• AIM OF THE TASK
Please quote only the lines that start at the one with "Objective — one point per instance of the blue pants" and go on to the last line of the data, both ends kept.

(Coordinate labeling data)
▬▬▬

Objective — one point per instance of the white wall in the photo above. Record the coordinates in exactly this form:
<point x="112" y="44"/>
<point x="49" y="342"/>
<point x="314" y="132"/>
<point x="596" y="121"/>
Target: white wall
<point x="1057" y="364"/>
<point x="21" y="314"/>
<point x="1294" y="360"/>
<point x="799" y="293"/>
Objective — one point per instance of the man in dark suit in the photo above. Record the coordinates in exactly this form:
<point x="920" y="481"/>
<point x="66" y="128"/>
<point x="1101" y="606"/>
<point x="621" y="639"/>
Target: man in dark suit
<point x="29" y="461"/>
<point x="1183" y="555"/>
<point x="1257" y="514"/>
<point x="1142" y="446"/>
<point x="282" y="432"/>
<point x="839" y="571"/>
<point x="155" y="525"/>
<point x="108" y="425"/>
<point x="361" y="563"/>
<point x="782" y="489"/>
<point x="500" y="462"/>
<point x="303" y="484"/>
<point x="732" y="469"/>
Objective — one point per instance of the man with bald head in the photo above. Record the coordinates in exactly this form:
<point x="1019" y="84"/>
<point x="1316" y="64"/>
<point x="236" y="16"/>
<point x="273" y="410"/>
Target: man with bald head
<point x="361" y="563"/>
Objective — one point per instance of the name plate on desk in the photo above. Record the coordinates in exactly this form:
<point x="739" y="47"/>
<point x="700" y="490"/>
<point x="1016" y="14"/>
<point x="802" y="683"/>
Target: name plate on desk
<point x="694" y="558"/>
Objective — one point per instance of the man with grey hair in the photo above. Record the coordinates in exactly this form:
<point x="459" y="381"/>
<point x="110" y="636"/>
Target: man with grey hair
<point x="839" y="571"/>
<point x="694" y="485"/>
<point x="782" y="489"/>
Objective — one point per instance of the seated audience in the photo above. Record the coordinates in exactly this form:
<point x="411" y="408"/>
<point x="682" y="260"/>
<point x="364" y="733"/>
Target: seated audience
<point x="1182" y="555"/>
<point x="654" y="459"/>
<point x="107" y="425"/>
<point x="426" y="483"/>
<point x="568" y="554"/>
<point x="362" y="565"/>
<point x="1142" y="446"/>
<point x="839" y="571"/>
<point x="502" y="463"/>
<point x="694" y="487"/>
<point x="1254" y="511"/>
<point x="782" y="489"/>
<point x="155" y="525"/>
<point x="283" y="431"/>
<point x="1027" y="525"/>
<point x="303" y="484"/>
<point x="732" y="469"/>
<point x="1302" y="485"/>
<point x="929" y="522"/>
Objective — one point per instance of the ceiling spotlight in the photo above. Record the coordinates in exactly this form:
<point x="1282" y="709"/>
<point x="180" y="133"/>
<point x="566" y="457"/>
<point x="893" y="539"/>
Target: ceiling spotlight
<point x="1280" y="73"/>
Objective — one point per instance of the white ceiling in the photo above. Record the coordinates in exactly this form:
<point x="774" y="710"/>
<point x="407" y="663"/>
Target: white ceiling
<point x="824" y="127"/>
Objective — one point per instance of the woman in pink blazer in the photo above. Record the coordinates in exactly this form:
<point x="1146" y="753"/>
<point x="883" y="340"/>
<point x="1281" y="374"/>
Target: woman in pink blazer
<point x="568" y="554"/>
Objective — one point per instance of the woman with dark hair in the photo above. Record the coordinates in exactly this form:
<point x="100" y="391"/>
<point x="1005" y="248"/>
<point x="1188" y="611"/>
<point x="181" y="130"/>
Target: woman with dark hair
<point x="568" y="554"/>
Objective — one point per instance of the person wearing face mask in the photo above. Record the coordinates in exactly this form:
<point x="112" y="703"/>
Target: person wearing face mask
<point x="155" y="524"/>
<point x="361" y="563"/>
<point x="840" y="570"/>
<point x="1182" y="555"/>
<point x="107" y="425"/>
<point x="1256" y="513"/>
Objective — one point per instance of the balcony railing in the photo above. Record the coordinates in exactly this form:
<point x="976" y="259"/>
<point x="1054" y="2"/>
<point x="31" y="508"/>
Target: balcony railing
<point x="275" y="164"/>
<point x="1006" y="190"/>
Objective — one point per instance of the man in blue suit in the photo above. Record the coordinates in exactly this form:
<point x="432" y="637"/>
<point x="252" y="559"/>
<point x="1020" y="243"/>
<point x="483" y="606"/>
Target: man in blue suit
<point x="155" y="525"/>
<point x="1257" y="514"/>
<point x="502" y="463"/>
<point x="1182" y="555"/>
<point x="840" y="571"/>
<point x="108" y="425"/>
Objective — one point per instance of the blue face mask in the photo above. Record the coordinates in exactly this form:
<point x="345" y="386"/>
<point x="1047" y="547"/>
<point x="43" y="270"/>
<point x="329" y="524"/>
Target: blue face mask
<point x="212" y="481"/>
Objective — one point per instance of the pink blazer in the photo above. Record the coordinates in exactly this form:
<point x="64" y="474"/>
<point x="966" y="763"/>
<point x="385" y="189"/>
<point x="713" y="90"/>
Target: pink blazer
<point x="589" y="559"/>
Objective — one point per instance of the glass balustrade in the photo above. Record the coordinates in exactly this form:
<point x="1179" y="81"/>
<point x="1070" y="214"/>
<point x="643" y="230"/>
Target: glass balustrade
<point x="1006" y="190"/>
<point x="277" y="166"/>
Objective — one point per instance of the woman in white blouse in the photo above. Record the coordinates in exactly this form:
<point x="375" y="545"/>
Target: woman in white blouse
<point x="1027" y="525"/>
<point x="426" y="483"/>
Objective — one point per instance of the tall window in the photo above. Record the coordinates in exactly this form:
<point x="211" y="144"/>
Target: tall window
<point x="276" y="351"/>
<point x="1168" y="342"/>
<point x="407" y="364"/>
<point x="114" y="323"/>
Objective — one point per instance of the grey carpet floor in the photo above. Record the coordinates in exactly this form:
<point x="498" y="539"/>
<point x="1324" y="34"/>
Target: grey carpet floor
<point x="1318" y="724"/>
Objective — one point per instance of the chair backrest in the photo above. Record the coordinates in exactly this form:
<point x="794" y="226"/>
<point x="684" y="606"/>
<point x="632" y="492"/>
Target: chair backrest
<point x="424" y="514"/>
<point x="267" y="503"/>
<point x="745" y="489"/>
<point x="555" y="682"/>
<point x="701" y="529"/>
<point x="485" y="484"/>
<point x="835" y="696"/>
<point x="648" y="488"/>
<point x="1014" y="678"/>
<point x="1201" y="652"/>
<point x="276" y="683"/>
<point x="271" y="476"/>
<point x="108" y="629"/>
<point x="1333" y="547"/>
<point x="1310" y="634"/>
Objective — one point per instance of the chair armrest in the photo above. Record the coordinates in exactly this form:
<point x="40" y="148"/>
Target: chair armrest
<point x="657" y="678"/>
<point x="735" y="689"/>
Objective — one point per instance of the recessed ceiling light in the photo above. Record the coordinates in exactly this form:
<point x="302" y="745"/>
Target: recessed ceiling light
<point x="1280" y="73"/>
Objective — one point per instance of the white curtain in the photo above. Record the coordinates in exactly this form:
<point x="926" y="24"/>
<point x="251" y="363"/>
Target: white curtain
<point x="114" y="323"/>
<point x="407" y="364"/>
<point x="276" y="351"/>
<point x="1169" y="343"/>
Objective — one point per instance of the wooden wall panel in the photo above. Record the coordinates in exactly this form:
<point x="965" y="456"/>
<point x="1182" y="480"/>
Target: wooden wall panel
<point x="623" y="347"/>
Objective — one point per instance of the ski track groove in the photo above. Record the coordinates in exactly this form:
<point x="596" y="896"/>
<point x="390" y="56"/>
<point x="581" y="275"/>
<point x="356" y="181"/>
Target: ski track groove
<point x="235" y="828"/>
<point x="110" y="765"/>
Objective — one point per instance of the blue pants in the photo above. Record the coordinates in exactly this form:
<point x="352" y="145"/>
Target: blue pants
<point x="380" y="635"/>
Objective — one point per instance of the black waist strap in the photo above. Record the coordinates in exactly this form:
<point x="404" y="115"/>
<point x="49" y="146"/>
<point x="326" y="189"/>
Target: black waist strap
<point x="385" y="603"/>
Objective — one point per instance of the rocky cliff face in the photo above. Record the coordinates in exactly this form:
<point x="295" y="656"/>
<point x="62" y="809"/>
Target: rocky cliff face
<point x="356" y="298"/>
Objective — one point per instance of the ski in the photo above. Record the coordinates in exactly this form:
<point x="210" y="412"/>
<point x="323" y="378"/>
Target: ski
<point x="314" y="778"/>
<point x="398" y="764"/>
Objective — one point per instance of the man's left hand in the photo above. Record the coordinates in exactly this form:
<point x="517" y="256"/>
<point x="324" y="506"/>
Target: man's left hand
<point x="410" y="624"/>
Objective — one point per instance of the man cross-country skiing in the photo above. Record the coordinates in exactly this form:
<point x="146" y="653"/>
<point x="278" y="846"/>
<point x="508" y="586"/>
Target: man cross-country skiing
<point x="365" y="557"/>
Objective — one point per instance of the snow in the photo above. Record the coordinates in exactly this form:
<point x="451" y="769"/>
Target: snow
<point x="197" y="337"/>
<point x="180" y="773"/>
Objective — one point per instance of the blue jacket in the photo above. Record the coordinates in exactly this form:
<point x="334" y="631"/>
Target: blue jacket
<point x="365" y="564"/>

▬▬▬

• WRITTEN ANSWER
Objective — one point per instance of the blue pants in the photo above. Record the coordinates in exactly this form:
<point x="352" y="145"/>
Target: blue pants
<point x="380" y="635"/>
Objective — one point per instance of the black waist strap in the photo above. Record the coordinates in exactly this form:
<point x="404" y="115"/>
<point x="49" y="146"/>
<point x="326" y="189"/>
Target: black waist strap
<point x="385" y="603"/>
Objective — one point per instance of the rocky cliff face in the photo above. Record the coordinates in exactly this form:
<point x="295" y="656"/>
<point x="62" y="809"/>
Target: rocky cliff face
<point x="356" y="298"/>
Objective — one point per instance of the ski in the photo above. Record the coordinates in exactly this form:
<point x="210" y="412"/>
<point x="323" y="378"/>
Target: ski
<point x="314" y="778"/>
<point x="398" y="764"/>
Objective — one point per instance of the man's left hand in the photo above. Record the coordinates in exactly this form:
<point x="517" y="256"/>
<point x="324" y="506"/>
Target: man's left hand
<point x="410" y="624"/>
Objective — one point per instance of the man cross-country skiing in the photo above. Record the coordinates in exactly this form:
<point x="146" y="653"/>
<point x="278" y="846"/>
<point x="508" y="586"/>
Target: man cross-country skiing
<point x="365" y="557"/>
Objective — one point per instance of the snow in the photo above. Record the coordinates in exactly this form:
<point x="451" y="769"/>
Target: snow
<point x="197" y="337"/>
<point x="180" y="773"/>
Objective — one point per instance of the blue jacket in the photo above. Record the coordinates in exactly this form:
<point x="334" y="631"/>
Target: blue jacket
<point x="365" y="564"/>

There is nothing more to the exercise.